[DATA Boundary: Start]

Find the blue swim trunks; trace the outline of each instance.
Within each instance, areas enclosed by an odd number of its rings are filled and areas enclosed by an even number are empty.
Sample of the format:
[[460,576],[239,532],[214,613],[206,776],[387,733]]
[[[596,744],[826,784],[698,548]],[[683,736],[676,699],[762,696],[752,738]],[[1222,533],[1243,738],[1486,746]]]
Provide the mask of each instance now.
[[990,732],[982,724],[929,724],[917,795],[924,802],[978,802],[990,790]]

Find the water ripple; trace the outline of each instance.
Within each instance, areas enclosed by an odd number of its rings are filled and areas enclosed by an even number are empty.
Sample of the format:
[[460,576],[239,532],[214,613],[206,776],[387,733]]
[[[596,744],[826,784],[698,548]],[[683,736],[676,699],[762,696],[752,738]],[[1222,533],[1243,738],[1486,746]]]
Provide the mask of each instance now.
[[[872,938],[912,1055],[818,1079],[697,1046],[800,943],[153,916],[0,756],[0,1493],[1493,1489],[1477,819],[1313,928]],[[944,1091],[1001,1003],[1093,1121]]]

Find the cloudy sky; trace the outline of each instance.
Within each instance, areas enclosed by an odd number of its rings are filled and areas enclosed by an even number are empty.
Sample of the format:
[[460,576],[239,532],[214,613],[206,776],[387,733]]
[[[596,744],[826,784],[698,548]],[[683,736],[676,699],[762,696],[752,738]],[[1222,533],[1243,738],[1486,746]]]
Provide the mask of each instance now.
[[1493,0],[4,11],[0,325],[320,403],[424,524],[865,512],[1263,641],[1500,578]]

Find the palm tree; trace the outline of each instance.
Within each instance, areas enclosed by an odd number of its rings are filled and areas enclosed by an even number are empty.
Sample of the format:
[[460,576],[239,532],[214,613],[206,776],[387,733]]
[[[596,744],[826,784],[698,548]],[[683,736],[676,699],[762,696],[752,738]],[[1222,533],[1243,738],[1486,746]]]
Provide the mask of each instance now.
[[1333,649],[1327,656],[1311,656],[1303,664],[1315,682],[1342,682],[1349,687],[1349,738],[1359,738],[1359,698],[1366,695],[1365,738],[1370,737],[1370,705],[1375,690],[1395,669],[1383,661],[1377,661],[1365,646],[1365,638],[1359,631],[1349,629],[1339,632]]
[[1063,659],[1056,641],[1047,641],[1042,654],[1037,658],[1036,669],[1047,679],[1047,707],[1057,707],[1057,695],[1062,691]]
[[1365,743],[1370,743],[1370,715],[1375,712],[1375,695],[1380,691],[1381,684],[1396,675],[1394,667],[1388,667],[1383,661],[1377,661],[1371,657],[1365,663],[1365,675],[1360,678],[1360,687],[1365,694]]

[DATA Boundary: End]

= YOUR GOAL =
Every line of the data must appear again in the answer, exactly as written.

= ANSWER BOX =
Find the blue swim trunks; trace the outline of each instance.
Within each instance, areas enclosed by an odd number of its rings are filled and areas enclosed by an even number are empty.
Sample of the format:
[[460,576],[239,532],[214,613],[206,776],[387,733]]
[[[596,744],[826,784],[698,548]],[[683,736],[676,699],[762,696],[752,738]],[[1222,533],[1243,738],[1486,746]]]
Provide the mask of each instance now.
[[990,732],[982,724],[929,724],[917,795],[924,802],[978,802],[990,790]]

Find the water ripple; trace the outline of each instance.
Within each instance, areas enclosed by an odd number of its rings are filled and areas enclosed by an even number are empty.
Sample of the format:
[[460,576],[239,532],[214,613],[206,776],[387,733]]
[[[596,744],[826,784],[698,548]],[[683,736],[676,699],[762,696],[752,738]],[[1222,533],[1243,738],[1486,746]]]
Provide the mask of each instance now.
[[[872,938],[912,1055],[818,1079],[697,1046],[800,943],[153,916],[0,756],[0,1493],[1493,1489],[1477,819],[1313,928]],[[944,1091],[1001,1003],[1093,1121]]]

Find the cloudy sky; trace the outline of each instance.
Within each instance, areas enclosed by an odd number of its rings are filled and areas enclosed by an even number are empty.
Sample of the format:
[[460,576],[239,532],[214,613],[206,776],[387,733]]
[[[596,744],[826,784],[698,548]],[[683,736],[676,699],[762,696],[752,738]],[[1222,533],[1243,738],[1486,746]]]
Provide the mask of each instance now.
[[1493,0],[4,11],[0,325],[320,403],[424,524],[865,512],[1263,641],[1500,578]]

Find the palm tree; trace the outline of each instance.
Within each instance, areas enclosed by an odd number of its rings are filled and areas enclosed by an even number are empty.
Sample of the format:
[[460,576],[239,532],[214,613],[206,776],[387,733]]
[[[596,744],[826,784],[698,548]],[[683,736],[676,699],[762,696],[752,738]],[[1222,533],[1243,738],[1486,746]]]
Provide the mask of each instance now.
[[1333,649],[1327,656],[1311,656],[1303,664],[1315,682],[1342,682],[1349,687],[1349,738],[1359,738],[1359,698],[1366,695],[1365,738],[1370,737],[1370,705],[1375,690],[1395,669],[1383,661],[1377,661],[1365,646],[1365,638],[1359,631],[1349,629],[1339,632]]
[[1063,659],[1056,641],[1047,641],[1042,654],[1037,658],[1036,669],[1047,679],[1047,707],[1057,707],[1057,695],[1062,691]]
[[1365,743],[1370,743],[1370,715],[1375,712],[1375,695],[1380,691],[1381,684],[1396,675],[1394,667],[1388,667],[1383,661],[1377,661],[1371,657],[1365,663],[1365,675],[1360,678],[1360,687],[1365,694]]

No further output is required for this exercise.